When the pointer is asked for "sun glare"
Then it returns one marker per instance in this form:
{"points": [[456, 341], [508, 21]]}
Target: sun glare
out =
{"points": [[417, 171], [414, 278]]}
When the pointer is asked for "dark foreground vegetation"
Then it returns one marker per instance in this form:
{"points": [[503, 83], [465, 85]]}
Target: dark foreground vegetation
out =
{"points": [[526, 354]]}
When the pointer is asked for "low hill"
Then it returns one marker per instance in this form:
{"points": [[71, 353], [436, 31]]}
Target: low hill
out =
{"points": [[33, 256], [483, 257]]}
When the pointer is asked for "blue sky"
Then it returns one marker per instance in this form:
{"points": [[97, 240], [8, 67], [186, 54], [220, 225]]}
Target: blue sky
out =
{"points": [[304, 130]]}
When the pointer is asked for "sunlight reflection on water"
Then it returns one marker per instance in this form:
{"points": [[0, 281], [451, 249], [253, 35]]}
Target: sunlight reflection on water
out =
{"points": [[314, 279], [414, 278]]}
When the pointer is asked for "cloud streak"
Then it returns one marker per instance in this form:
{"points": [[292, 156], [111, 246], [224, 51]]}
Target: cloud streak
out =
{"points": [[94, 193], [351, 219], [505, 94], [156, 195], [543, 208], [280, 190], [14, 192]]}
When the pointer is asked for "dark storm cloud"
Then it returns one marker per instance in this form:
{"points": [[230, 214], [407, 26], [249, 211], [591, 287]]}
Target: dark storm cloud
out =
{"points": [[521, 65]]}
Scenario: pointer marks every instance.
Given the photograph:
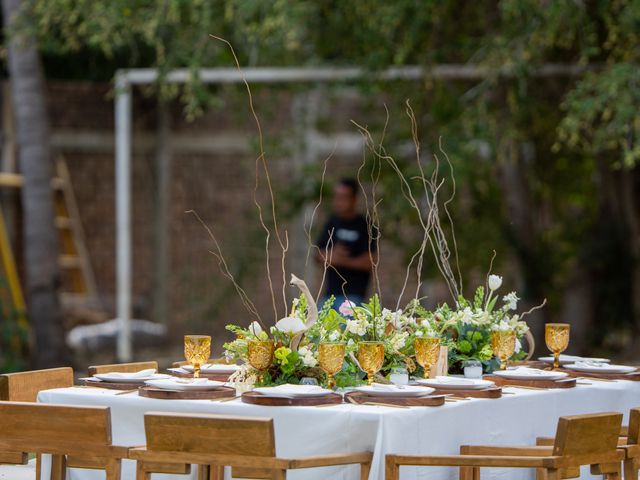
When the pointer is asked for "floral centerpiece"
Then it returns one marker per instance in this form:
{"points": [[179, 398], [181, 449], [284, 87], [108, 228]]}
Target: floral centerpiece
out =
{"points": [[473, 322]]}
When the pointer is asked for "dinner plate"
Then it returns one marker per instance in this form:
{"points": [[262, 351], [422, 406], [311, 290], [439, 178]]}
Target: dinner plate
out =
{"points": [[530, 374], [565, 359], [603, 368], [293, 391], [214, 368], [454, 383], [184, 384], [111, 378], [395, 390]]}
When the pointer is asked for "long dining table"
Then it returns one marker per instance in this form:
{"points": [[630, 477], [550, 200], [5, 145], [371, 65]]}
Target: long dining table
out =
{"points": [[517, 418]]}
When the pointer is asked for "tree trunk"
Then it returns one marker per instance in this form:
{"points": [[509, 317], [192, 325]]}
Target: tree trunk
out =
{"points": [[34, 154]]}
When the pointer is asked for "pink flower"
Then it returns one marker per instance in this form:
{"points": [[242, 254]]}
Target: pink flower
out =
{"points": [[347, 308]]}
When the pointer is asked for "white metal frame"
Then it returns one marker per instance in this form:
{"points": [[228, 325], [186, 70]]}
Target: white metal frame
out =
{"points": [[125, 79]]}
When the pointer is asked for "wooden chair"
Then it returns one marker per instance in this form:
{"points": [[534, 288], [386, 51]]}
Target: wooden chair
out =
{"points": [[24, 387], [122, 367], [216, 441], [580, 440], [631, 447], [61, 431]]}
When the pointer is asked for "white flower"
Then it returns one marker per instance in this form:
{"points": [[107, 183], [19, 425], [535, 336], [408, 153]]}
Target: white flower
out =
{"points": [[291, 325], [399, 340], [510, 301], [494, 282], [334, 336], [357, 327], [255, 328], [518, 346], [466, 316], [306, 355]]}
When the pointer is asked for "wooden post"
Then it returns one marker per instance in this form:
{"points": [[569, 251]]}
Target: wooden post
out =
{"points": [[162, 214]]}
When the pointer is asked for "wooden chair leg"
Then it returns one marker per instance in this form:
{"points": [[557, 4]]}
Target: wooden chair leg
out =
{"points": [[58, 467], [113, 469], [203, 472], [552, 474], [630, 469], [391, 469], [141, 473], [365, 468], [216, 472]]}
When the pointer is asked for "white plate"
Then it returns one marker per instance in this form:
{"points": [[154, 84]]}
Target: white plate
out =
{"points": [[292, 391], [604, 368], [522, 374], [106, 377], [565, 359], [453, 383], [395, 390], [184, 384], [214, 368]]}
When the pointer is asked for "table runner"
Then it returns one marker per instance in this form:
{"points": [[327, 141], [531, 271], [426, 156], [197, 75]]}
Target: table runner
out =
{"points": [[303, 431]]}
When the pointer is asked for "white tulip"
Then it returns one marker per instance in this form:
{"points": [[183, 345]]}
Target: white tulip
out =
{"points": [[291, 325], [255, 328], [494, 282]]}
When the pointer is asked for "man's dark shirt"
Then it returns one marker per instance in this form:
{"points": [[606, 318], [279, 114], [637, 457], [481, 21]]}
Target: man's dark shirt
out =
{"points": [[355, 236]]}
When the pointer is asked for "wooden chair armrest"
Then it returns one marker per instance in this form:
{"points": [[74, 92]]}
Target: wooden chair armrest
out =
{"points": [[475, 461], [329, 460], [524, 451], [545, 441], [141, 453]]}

+ + + + +

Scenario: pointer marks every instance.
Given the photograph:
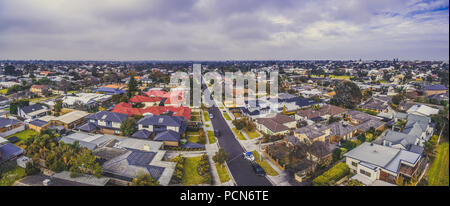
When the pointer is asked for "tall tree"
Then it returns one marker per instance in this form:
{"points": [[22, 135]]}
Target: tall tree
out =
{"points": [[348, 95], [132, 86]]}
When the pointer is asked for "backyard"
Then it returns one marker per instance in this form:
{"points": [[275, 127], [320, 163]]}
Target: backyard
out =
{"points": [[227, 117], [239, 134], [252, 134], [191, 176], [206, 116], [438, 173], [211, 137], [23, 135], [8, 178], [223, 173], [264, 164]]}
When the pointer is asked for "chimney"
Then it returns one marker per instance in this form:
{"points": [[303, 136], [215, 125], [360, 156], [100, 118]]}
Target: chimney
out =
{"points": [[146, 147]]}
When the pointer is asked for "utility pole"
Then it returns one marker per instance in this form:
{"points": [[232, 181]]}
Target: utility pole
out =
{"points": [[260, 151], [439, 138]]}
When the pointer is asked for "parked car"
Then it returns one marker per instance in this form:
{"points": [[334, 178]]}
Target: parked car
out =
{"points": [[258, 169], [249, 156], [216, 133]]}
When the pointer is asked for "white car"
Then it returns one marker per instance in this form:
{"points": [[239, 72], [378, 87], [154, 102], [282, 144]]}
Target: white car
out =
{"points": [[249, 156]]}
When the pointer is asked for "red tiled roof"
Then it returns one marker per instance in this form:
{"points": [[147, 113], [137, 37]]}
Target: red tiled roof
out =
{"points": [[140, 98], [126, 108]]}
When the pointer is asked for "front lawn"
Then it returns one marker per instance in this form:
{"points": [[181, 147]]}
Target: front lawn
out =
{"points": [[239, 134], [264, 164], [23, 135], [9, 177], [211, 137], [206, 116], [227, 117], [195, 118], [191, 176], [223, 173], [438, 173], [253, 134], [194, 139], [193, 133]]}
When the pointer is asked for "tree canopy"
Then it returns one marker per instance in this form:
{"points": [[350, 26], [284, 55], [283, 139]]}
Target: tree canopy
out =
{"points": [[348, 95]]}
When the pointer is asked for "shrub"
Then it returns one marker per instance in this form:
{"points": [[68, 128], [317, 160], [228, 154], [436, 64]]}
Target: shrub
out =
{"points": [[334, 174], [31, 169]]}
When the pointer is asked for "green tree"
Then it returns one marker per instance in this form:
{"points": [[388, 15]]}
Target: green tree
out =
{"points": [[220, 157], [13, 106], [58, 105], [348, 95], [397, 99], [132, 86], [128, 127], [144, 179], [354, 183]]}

+ + + + +

# EXERCISE PROMPT:
Identify every line in the records above that contains the string "plate", and copy each such line in full. Case counts, so match capital and lowercase letters exactly.

# FULL ANSWER:
When the pointer is asked for "dinner plate"
Target: dinner plate
When the pointer is asked for "white plate"
Target: white plate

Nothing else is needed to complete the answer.